«Assumo psicofarmaci da dieci anni, è lecito sperare nella guarigione?»

di Giancarlo Cerveri

Oltre agli interventi psicofarmacologici, psicoterapici e riabilitativi, è fondamentale anche ragionare sugli stili di vita

Ho 25 anni, quando ne avevo 15 sono stato preso in carico dalla neuropsichiatria infantile per delirio e scatti di rabbia verso i miei genitori. Ho avuto un’infanzia piena di trascuratezza e mancanza di attenzioni. Mi preoccupano i farmaci che prendo da 10 anni: capisco che sono necessari ma vorrei stare bene anche senza. Posso sperare di guarire?

Risponde Giancarlo Cerveri, direttore Unità operativa complessa di Psichiatria, ASST di Lodi (VAI AL FORUM)

● Il suo compito
Ripeta alla lettera il passo del testo selezionato qui sopra da "di Giancarlo Cerveri" a "sperare di guarire?", comprese queste parole.

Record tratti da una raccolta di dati

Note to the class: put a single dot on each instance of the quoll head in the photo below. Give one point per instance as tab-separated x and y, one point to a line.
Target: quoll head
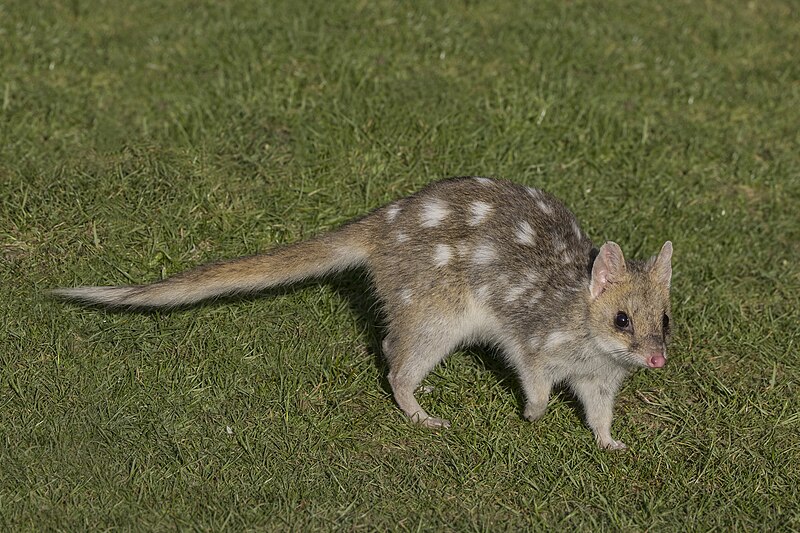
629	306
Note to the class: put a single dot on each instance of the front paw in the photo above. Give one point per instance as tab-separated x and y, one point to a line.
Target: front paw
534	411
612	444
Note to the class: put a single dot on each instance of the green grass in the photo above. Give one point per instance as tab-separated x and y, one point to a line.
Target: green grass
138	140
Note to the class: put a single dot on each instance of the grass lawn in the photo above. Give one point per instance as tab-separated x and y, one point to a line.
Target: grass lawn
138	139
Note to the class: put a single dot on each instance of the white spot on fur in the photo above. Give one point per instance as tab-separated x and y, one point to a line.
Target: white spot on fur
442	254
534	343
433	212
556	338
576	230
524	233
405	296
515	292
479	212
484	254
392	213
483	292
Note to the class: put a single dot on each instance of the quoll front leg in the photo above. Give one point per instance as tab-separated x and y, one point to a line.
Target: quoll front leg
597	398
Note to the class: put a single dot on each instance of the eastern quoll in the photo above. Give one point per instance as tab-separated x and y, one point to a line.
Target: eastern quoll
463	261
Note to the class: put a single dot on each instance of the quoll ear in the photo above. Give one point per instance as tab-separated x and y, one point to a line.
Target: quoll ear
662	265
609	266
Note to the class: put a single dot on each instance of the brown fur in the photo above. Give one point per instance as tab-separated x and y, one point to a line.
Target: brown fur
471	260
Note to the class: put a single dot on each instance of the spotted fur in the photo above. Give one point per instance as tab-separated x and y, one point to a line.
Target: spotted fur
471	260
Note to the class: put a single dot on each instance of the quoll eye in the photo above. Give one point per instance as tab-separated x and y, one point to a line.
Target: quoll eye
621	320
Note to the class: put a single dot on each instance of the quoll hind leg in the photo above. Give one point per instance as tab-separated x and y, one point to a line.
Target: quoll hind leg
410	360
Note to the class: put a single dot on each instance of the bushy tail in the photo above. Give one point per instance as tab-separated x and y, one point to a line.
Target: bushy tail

● Risultato del compito
di Giancarlo Cerveri

Oltre agli interventi psicofarmacologici, psicoterapici e riabilitativi, è fondamentale anche ragionare sugli stili di vita

Ho 25 anni, quando ne avevo 15 sono stato preso in carico dalla neuropsichiatria infantile per delirio e scatti di rabbia verso i miei genitori. Ho avuto un’infanzia piena di trascuratezza e mancanza di attenzioni. Mi preoccupano i farmaci che prendo da 10 anni: capisco che sono necessari ma vorrei stare bene anche senza. Posso sperare di guarire?